When is health data personal and when is it not?

Patient-physician confidentiality is a long held principle. Although the US Federal Rule of Evidence 501 does not specifically refer to this confidentiality, these rules of evidence provide that it “shall be governed by the principles of the common law as they may be interpreted by the courts of the United States in the light of reason and experience”.

The concept of patient-physician confidentiality derives from English common law, and has been codified in many state statutes. It is a principle that all physicians are sworn to uphold in the Hippocratic oath, which provides:

WHATEVER IN CONNECTION with my professional practice or not in connection with it I may see or hear in the lives of my patients which ought not be spoken abroad, I will not divulge, reckoning that all such should be kept secret.

But, when do “reason and experience” not side with patient-physician confidentiality?

Recently, CMS proposed a new rule that would allow organizations that meet certain qualifications access to patient-protected Medicare data to produce public reports on physicians, hospitals and other healthcare providers. This rule would “measure the performance of providers and suppliers in ways that protect patient privacy”.

(Data extracted from a collection)

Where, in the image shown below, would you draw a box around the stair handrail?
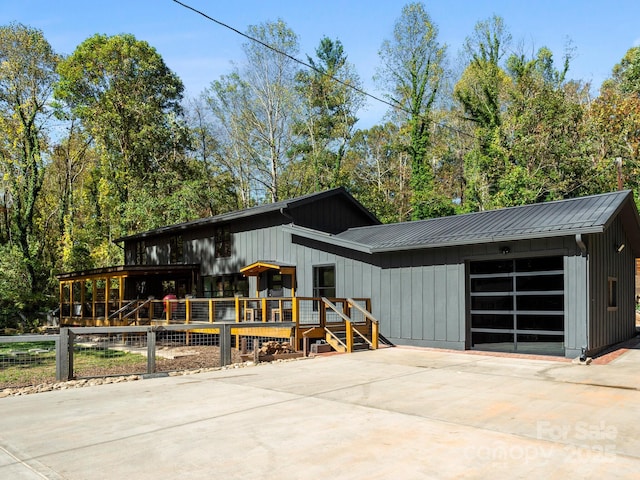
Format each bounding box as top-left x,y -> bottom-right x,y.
322,297 -> 354,353
122,298 -> 153,320
108,299 -> 138,320
324,327 -> 348,349
347,298 -> 380,350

TASK REQUIREMENTS -
**a)** Answer these questions using the text on health data confidentiality:
(i) Which US rule of evidence does not specifically refer to patient-physician confidentiality?
(ii) From what does the concept of patient-physician confidentiality derive?
(iii) What data would the rule proposed by CMS let qualifying organizations access?
**b)** Copy the health data text from "Patient-physician confidentiality is" to "be kept secret.", substituting "case law" for "common law".
**c)** Summarize the text on health data confidentiality in two sentences.

EXPECTED OUTPUTS -
**a)**
(i) The US Federal Rule of Evidence 501.
(ii) English common law.
(iii) Patient-protected Medicare data, used to produce public reports on physicians, hospitals and other healthcare providers.

**b)**
Patient-physician confidentiality is a long held principle. Although the US Federal Rule of Evidence 501 does not specifically refer to this confidentiality, these rules of evidence provide that it “shall be governed by the principles of the case law as they may be interpreted by the courts of the United States in the light of reason and experience”.

The concept of patient-physician confidentiality derives from English case law, and has been codified in many state statutes. It is a principle that all physicians are sworn to uphold in the Hippocratic oath, which provides:

WHATEVER IN CONNECTION with my professional practice or not in connection with it I may see or hear in the lives of my patients which ought not be spoken abroad, I will not divulge, reckoning that all such should be kept secret.

**c)** Patient-physician confidentiality is a long-held principle that comes from English common law, has been codified in many state statutes, and is upheld in the Hippocratic oath. CMS recently proposed a rule that would give qualifying organizations access to patient-protected Medicare data so they can produce public reports on healthcare providers.